INPUT
########################################

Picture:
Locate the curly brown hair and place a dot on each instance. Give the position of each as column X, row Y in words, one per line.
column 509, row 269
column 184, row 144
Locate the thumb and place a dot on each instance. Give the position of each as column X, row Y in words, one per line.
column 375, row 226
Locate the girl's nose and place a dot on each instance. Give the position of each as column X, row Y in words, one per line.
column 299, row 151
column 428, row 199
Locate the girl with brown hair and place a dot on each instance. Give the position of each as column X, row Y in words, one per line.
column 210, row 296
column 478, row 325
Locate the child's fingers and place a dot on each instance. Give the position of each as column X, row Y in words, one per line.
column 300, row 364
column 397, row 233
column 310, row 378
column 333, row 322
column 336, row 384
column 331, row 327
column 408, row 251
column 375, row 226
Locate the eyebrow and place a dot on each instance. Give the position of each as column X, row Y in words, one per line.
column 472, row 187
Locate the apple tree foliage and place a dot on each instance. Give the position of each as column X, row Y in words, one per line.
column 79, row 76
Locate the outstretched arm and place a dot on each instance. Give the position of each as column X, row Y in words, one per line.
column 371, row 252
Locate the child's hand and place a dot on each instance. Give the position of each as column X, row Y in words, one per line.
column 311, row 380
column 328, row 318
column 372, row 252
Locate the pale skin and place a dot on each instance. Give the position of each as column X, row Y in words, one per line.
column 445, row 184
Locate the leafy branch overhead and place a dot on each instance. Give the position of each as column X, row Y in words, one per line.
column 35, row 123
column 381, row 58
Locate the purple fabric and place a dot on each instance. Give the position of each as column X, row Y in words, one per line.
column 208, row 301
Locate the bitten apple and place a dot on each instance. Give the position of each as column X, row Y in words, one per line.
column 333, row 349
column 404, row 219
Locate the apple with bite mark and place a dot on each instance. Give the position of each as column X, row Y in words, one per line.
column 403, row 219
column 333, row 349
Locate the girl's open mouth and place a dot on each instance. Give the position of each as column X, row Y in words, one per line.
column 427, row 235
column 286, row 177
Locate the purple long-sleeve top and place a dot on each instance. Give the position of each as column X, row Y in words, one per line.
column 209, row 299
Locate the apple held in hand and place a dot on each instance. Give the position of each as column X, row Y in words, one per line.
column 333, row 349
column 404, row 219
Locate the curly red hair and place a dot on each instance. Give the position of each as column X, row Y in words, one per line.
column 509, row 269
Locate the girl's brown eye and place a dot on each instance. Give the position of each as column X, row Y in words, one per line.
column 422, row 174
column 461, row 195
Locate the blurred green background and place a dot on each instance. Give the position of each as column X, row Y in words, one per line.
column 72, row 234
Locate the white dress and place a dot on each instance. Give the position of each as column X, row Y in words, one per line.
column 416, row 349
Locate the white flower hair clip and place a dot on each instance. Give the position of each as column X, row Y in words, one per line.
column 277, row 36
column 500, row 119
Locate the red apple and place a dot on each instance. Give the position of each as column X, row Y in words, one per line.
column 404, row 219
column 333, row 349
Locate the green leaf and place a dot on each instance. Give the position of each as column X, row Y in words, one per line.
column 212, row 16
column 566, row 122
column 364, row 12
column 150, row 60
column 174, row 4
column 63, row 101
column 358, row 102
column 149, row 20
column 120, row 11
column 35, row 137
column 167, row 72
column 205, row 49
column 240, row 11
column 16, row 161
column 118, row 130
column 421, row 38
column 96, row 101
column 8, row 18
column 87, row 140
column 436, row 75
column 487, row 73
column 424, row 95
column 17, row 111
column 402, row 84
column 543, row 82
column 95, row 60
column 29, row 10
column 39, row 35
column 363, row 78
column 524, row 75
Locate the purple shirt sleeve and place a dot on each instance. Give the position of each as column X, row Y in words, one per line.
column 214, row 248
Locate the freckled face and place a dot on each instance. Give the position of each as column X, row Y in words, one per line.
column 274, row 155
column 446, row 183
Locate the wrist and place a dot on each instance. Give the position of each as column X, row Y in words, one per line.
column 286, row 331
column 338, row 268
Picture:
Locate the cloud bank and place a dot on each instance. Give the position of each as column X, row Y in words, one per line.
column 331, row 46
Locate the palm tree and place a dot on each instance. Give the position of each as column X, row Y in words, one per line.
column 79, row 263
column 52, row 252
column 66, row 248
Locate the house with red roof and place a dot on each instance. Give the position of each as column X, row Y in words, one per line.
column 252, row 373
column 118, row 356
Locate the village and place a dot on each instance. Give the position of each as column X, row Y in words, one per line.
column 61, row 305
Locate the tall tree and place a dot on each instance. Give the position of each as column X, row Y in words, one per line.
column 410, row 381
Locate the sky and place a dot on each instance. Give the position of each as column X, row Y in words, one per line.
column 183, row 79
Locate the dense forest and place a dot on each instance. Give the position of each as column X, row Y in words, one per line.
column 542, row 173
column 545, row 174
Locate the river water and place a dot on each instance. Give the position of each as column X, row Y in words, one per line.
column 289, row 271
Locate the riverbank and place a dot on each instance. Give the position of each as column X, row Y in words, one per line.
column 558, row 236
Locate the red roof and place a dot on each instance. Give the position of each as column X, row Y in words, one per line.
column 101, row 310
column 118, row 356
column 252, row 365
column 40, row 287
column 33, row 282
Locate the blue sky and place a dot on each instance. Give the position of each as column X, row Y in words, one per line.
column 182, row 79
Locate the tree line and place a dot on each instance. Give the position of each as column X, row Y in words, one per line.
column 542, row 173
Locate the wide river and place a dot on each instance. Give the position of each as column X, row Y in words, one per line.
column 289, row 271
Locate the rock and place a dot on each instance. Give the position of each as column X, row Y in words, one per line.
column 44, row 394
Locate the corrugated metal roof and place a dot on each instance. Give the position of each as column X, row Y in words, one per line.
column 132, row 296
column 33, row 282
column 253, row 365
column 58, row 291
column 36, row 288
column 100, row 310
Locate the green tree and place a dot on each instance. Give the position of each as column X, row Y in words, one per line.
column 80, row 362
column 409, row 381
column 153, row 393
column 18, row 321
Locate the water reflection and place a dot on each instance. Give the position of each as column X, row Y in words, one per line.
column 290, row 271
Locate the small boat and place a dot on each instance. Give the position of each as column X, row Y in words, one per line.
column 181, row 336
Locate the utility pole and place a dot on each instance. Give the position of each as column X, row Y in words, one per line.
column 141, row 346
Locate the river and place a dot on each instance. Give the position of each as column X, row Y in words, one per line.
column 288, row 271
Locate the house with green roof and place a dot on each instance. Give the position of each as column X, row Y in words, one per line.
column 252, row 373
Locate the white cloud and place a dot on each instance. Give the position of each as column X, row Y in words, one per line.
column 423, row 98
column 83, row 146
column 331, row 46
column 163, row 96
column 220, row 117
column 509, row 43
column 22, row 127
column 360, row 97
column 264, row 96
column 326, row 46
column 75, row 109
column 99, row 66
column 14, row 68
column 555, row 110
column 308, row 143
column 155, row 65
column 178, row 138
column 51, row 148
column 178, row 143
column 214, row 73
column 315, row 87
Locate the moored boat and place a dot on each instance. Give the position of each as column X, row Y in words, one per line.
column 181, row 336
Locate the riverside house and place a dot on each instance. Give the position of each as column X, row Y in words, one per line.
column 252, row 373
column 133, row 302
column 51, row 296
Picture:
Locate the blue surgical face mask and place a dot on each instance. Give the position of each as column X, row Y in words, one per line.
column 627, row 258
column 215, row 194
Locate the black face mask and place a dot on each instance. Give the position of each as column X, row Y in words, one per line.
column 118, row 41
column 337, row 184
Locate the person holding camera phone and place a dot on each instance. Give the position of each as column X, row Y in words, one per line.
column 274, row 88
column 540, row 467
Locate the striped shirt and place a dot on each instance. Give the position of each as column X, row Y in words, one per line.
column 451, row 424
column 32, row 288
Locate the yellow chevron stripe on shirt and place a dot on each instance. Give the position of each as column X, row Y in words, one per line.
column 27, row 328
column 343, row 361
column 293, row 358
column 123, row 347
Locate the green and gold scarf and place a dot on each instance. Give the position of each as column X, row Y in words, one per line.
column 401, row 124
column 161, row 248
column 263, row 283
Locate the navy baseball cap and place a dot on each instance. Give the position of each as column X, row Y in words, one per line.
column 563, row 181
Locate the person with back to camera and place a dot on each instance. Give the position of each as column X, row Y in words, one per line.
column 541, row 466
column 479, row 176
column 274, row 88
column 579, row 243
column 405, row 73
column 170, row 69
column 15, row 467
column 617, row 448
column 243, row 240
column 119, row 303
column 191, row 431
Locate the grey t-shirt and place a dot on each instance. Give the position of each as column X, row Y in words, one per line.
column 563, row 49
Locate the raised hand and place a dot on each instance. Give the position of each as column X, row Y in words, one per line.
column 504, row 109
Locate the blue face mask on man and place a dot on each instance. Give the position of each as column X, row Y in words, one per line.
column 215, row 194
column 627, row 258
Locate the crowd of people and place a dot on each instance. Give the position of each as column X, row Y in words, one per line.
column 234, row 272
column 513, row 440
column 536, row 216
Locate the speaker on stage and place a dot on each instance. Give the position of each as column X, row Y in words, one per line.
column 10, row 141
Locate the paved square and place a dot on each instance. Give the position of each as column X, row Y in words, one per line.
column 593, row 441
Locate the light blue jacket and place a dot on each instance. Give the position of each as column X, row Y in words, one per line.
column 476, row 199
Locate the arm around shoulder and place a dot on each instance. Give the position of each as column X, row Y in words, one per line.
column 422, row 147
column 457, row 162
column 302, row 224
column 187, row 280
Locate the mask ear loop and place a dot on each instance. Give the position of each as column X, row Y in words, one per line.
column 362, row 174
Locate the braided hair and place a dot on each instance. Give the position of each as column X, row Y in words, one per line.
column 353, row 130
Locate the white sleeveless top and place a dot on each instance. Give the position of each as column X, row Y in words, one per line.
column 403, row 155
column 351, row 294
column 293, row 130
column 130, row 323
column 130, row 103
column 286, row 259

########################################

WHAT IS EXPECTED
Reproduce exactly, with nothing added, the lines from the one that contains "Locate the grey" to the end of the data.

RESULT OF THIS EXERCISE
Locate the grey t-shirt and place a dot on each instance. Give the position of each as column X, row Y in words, one per line.
column 563, row 49
Locate the raised hand and place a dot on each instance. Give the position of each as column X, row Y in words, one per line.
column 504, row 109
Locate the blue face mask on man and place a dot on each instance. Give the position of each as column X, row Y in words, one per line.
column 215, row 194
column 627, row 258
Locate the crowd of people and place a dot on each instance. Give the position of each as column X, row Y in words, one per line.
column 234, row 272
column 513, row 440
column 536, row 216
Locate the speaker on stage and place a dot on each instance. Give the position of each as column X, row Y in words, one per line.
column 10, row 141
Locate the paved square and place a dot on each instance. Give the position of each as column X, row Y in words, one per line.
column 593, row 441
Locate the light blue jacket and place a dot on each instance. Give the position of each as column X, row Y in words, one per line.
column 476, row 199
Locate the arm around shoulder and place a dot on each instance. Give the position of each as column X, row Y in words, one per line.
column 422, row 147
column 457, row 162
column 302, row 224
column 187, row 280
Locate the mask ear loop and place a dot on each instance. Give the position of each as column X, row Y in words, one per line.
column 362, row 174
Locate the braided hair and place a dot on each instance. Give the position of each as column X, row Y in words, one per line.
column 353, row 130
Locate the white sleeveless top and place a dot on each instance. Give the position of each as column X, row Y in words, one per line.
column 403, row 155
column 351, row 294
column 293, row 130
column 130, row 323
column 130, row 103
column 286, row 259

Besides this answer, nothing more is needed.